═════ Trecho para leitura ═════
Dançar com Fantasmas [Tutu]



FIMFA – Festival Internacional de Marionetas e Formas Animadas
Teatro-Estúdio Mário Viegas, 14 de Maio de 2016

Vindos da Holanda, (...) a companhia de teatro Lichtbende chega a Lisboa integrada na programação do FIMFA Lx 2016. Dedicado ao trabalho com luz e sombra e sua articulação com música ao vivo, este colectivo trabalha com lanternas mágicas, criando um ambiente fantástico que evoca os primórdios da arte do cinema, ao mesmo tempo que presta homenagem ao cientista holandês Christiaan Huygens, a quem foi atribuída a invenção destes dispostivos em 1659.

O espectáculo com que agraciaram o público português foi criado em 2014 e tem circulado desde então por inúmeros festivais nacionais e internacionais. Tutu conta-nos a história de uma criança que cresceu nos anos 30 e alimentava o sonho de ser bailarina. Construído a partir de uma comovente fotografia, projectada no início do espectáculo, de uma menina que segura a sua boneca bastante velha e estragada, Tutu é um convite para uma viagem pela dança dos anos 30 e 40, atravessando momentos marcantes desse conturbado período da história mundial.
═════ Material de base ═════
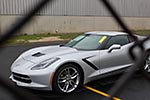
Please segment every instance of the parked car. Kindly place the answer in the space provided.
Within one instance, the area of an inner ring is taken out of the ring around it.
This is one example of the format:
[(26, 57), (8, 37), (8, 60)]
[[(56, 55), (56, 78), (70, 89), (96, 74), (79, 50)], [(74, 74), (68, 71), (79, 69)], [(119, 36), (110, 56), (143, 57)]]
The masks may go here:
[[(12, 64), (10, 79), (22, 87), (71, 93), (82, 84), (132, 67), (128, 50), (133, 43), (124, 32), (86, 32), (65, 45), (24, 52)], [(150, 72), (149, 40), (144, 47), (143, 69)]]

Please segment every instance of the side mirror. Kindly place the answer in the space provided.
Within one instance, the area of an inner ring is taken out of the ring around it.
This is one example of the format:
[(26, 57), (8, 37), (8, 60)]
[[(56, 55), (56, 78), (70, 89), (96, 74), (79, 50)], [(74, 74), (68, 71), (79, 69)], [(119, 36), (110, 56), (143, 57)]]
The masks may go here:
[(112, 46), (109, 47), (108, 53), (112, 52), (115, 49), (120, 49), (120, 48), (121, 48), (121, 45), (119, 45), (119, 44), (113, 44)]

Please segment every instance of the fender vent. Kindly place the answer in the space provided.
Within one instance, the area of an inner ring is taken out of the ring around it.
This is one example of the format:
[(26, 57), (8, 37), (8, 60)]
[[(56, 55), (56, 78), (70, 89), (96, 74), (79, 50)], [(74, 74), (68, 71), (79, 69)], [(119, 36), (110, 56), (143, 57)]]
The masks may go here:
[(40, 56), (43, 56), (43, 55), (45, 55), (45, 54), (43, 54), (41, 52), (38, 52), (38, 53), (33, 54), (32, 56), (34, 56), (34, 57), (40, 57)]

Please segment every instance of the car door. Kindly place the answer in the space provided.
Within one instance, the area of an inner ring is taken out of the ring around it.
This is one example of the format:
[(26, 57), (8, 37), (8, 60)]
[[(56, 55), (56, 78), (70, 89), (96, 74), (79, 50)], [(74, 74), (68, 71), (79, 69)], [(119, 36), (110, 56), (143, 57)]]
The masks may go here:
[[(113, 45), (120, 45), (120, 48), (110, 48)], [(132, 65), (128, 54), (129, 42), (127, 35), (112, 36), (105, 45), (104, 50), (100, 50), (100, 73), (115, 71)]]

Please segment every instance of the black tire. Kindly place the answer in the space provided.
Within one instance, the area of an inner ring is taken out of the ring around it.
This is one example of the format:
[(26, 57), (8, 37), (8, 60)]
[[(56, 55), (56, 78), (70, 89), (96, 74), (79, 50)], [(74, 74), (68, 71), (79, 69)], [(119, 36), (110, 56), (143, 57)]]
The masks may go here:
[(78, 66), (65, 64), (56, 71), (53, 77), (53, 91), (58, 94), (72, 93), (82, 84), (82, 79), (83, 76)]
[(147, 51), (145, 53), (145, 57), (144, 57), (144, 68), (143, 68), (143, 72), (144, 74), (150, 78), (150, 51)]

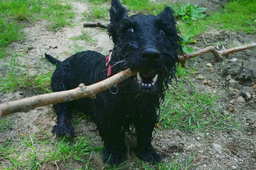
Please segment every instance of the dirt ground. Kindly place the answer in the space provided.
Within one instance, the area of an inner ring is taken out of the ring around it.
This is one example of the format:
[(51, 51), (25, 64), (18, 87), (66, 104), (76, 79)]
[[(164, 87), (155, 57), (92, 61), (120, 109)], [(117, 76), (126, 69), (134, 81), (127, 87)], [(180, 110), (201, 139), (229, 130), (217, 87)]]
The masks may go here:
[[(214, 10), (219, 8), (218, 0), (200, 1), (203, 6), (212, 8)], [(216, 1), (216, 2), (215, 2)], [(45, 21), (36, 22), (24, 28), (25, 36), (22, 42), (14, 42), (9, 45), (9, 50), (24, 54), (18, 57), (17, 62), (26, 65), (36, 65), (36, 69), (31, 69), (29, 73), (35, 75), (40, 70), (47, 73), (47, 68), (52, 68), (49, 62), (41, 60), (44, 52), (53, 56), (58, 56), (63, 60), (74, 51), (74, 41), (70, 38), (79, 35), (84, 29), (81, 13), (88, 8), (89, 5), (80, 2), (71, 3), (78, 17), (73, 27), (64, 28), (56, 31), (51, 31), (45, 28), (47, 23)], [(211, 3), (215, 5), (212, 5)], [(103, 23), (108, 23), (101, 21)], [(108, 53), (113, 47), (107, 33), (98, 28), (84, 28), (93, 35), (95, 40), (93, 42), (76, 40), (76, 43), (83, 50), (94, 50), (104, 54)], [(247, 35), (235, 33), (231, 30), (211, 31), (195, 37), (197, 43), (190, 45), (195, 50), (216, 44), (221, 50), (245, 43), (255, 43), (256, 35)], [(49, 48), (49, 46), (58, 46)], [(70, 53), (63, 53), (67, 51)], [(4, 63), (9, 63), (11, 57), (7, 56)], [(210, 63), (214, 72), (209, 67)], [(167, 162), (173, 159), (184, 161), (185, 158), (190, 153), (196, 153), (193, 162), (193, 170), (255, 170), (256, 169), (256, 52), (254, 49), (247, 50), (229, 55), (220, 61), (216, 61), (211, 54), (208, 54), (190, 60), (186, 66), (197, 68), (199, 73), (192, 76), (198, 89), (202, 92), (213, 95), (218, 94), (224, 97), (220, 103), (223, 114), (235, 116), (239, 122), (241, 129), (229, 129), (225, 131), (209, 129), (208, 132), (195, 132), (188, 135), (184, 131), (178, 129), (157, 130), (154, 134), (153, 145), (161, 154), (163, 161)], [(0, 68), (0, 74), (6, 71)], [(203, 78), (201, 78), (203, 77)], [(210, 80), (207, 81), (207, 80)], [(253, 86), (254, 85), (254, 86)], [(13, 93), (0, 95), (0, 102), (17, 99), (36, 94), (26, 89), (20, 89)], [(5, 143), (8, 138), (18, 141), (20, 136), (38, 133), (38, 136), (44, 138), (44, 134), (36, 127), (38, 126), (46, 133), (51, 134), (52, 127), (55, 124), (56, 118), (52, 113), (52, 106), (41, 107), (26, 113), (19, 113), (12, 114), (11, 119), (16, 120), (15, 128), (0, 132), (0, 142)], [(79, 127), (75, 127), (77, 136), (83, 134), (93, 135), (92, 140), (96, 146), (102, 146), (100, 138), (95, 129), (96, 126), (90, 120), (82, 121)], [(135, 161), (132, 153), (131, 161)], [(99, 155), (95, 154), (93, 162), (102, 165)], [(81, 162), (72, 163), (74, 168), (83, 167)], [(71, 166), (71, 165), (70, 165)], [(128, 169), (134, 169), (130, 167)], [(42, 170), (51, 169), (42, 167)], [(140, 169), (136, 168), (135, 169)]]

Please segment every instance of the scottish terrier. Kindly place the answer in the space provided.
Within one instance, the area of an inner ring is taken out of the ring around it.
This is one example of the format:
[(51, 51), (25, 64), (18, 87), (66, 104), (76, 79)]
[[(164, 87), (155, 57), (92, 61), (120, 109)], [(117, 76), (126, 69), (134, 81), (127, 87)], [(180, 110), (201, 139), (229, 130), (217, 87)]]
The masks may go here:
═════
═════ Material de base ═════
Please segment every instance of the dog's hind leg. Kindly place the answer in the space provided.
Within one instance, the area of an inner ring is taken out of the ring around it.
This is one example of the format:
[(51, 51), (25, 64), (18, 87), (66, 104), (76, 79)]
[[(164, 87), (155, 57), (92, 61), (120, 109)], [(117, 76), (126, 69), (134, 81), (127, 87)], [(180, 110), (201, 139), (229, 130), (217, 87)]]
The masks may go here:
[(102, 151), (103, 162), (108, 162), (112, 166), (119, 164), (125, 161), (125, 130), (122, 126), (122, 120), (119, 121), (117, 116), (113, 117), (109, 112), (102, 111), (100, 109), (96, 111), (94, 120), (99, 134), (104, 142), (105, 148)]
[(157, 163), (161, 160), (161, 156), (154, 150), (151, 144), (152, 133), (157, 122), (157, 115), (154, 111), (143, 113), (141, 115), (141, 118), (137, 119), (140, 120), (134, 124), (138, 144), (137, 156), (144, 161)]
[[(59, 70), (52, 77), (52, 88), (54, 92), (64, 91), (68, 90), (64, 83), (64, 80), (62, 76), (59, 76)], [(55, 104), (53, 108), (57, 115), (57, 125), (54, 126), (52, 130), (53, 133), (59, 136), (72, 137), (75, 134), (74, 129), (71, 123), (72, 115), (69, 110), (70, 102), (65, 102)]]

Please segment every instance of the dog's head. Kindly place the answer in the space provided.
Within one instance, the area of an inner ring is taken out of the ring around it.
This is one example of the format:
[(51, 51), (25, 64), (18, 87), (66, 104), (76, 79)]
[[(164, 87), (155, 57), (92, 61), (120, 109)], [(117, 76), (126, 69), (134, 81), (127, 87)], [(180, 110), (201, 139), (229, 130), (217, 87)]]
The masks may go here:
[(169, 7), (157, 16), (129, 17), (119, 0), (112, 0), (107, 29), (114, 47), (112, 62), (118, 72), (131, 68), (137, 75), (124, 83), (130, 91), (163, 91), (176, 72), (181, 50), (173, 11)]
═════
- **Tarefa 1**: Atualize as entradas a partir da linha que contém "Please segment every instance of the dog's head." até a linha que contém "50), (173, 11)]", inclusive, trocando "dog's head" por "puppy's head" e deixando todo o resto igual. Devolva somente essas linhas.
- **Tarefa 2**: Dê sequência ao texto sobre o espetáculo Tutu, começando logo depois da última frase apresentada.
O texto e as entradas não têm nenhuma relação entre si.

- **Resposta correta 1**:
Please segment every instance of the puppy's head. Kindly place the answer in the space provided.
Within one instance, the area of an inner ring is taken out of the ring around it.
This is one example of the format:
[(51, 51), (25, 64), (18, 87), (66, 104), (76, 79)]
[[(164, 87), (155, 57), (92, 61), (120, 109)], [(117, 76), (126, 69), (134, 81), (127, 87)], [(180, 110), (201, 139), (229, 130), (217, 87)]]
The masks may go here:
[(169, 7), (157, 16), (129, 17), (119, 0), (112, 0), (107, 29), (114, 47), (112, 62), (118, 72), (131, 68), (137, 75), (124, 83), (130, 91), (163, 91), (176, 72), (181, 50), (173, 11)]

- **Resposta correta 2**:
Inspirado por fragmentos de filmes, personalidades da dança, gravações musicais e movimentos artísticos das primeiras décadas do século XX, o espectáculo remete para importantes referências da história da dança e do seu percurso estético (do sapateado ao Ballroom): de Anna Pavlova (1882 – 1931) a Oskar Schlemmer (1888 – 1943), passando por Mary Wigman (1886 – 1973), Josephine Baker (1906 – 1975) e Shirley Temple (1928 – 2014). Apesar desta multiplicidade de referências não provocarem especial eco nos mais novos, elas garantiram a satisfação dos mais velhos, concretizando a promessa da companhia: “para público dos 6 aos 106”.

O grande encanto desta construção é a elegante articulação entre a música ao vivo e o jogo de luz e sombra criado pelas projecções das lanternas mágicas. Estes magníficos objectos são o grande instrumento de trabalho dos Lichtbende (“A quadrilha da luz” traduzindo literalmente): umas têm mais de 100 anos, outras são adaptadas e actualizadas, outras reflectem ainda um reajuste da técnica japonesa Utsushi-e. A partir delas, o espectáculo desenha-se entre anseios e afectos entrelaçados na música e na dança, transformando-o numa narrativa flutuante e ritmada, dotada de grande fluidez. A construção narrativa, baseada na sucessão de momentos aos quais correspondem um género tanto musical como de expressão corporal, não cria um ambiente fragmentado, mas antes um sentido episódico da vida dessa rapariga que se torna mulher.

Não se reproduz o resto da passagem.